◆ Problème posé 1: Recopiez à l'identique chacune des lignes de l'ensemble des enregistrements présentés plus bas.

◆ Extrait choisi:
——————

Une synthèse claire et pédagogique de la philosophie de Spinoza qui aide le lecteur à s'approprier ses concepts les plus techniques.

La philosophie de Spinoza (1632-1677) est peut-être l’une des plus exigeantes et difficiles à saisir lorsqu’on l’aborde de front, sans l’aide d’ouvrages introductifs. Philippe Danino n’est pas le seul à proposer une synthèse pédagogique de cette œuvre, qui soit susceptible de l’éclairer et d’en guider la lecture, mais son livre est particulièrement bien conçu pour remplir cette fonction. Professeur agrégé en classes préparatoires et membre associé au centre HiPhiMo (Paris 1), il ne fait pas l’erreur d’appauvrir ou de simplifier la pensée du philosophe, ni ne fait abstraction des opuscules pédagogiques rédigés par Spinoza lui-même (en l’occurrence, le Traité de la réforme de l’entendement — ou Traité de l’amendement de l’intellect, selon la nouvelle traduction de Pautrat dans la Pléiade — ou encore l’« Appendice » à la première partie de l’Éthique).

Le lecteur trouvera à la fin du livre de Danino une partie très utile intitulée « Les œuvres principales », dans laquelle l’auteur propose un résumé rapide mais précis de chacun des sept ouvrages (achevés ou non, publiés du vivant du philosophe ou non) qui constituent l’œuvre de Spinoza, mettant en évidence leurs objectifs théoriques et leur rôle spécifique dans le cheminement de sa pensée.

Par ailleurs, Danino fournit une bibliographie utile pour s’orienter dans l'océan des ouvrages qui ont paru sur le philosophe au cours de ces dernières décennies. Celle-ci recense les différentes éditions et traductions des traités de Spinoza, mais elle adopte aussi une perspective pédagogique, qui distingue les ouvrages adaptés à une première approche et les études et commentaires ciblés, requis pour une lecture plus approfondie.

Des difficultés à surmonter

L’originalité de cet ouvrage introductif tient au fait qu’il présente la philosophie de Spinoza à partir des difficultés qu’elle a pu engendrer à l’époque de son élaboration ou qu’elle continue d’engendrer dans l’esprit du lecteur actuel. On trouve dans la première catégorie les points de doctrine qui ont suscité de vives controverses philosophiques entre Spinoza et ses contemporains. Danino expose à leur sujet les éléments historiques qui permettent d’en saisir les enjeux.

D’autres difficultés concernent plus spécifiquement notre temps et proviennent du décalage que nous ressentons entre les préoccupations de l’auteur et les nôtres. L’ouvrage de Danino s’efforce de combler le fossé qui sépare les deux époques en montrant l’actualité ou l’immuabilité de certains questionnements. Ainsi, en particulier, des notions de « démocratie » et de « tolérance » auxquelles le philosophe a donné une signification radicale.

——————

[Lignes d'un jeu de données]
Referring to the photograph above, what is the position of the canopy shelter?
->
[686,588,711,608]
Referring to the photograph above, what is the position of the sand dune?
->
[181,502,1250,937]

——————

◆ Problème posé 2: Relevez toutes les expressions que l'extrait sur la philosophie de Spinoza place entre guillemets, dans l'ordre où elles y figurent.

◆ Réponse complète 1:
Referring to the photograph above, what is the position of the canopy shelter?
->
[686,588,711,608]
Referring to the photograph above, what is the position of the sand dune?
->
[181,502,1250,937]

◆ Réponse complète 2:
« Appendice »
« Les œuvres principales »
« démocratie »
« tolérance »